### Text passage:

Im use psychedelics everyday, DXM, LSD, DOB, DMT and Salvia*




*


----------



## where da weed (Sep 22, 2013)

smoke ciggarettes.


i know.




i am a cunt.


----------



## sadj (Sep 22, 2013)

any body ever tryed willow bark tea


----------



## Jerry68W (Sep 23, 2013)

I smoked Fruity Pebbles once


----------



## SxIstew (Sep 23, 2013)

I usually just buy more...........  3 more months of torture and I can finally start saving my money.


----------



## djeptoria91 (Sep 23, 2013)

Grow more


----------



## kingpin420 (Oct 24, 2013)

I run my sweet leaf thru my vape at 365-375F for 3 bags about 2 feet long, made from Volcano bags. Then Pour it into a jar for hard times, where i up the temp to 392F for 3 more bag full. Pour it after that into another jar for really hard times if they come, and run it at 405-407F. Plus I run one plant that I can start picking off a bud or two after 30-35 days if I have run out. You would be surprised at the high you can still get at that young age. Just clip off a bud, put it on top of a moist paper towel and into a plastic container, place in microwave low setting for 10 seconds until dry...and your smoking...But usually i just cut up the bud before i go to work put it in my kief box with lid off and screen on top in front of my exhaust fan. It's perfect when i get home 8 hrs later.

### Work task A:
List the usernames shown in the post headers of the forum thread, in order.
### Work task B:
Echo the forum thread word for word between "## kingpin420 (Oct" and "8 hrs later.", inclusive.
This listing comes from a separate, unrelated source.

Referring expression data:
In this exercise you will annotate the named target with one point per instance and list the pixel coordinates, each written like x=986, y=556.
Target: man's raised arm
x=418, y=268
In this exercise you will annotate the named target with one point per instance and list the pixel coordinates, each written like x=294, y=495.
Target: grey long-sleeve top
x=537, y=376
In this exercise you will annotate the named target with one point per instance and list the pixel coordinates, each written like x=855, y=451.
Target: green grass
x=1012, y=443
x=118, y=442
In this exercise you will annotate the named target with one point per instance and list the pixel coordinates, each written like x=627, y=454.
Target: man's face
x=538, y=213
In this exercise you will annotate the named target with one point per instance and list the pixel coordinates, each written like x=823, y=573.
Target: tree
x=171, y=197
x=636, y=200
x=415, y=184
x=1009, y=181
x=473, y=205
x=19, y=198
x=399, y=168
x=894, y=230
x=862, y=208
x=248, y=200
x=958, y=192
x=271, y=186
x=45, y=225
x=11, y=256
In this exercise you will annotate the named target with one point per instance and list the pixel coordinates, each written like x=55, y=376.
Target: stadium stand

### Task answer A:
where da weed, sadj, Jerry68W, SxIstew, djeptoria91, kingpin420

### Task answer B:
## kingpin420 (Oct 24, 2013)

I run my sweet leaf thru my vape at 365-375F for 3 bags about 2 feet long, made from Volcano bags. Then Pour it into a jar for hard times, where i up the temp to 392F for 3 more bag full. Pour it after that into another jar for really hard times if they come, and run it at 405-407F. Plus I run one plant that I can start picking off a bud or two after 30-35 days if I have run out. You would be surprised at the high you can still get at that young age. Just clip off a bud, put it on top of a moist paper towel and into a plastic container, place in microwave low setting for 10 seconds until dry...and your smoking...But usually i just cut up the bud before i go to work put it in my kief box with lid off and screen on top in front of my exhaust fan. It's perfect when i get home 8 hrs later.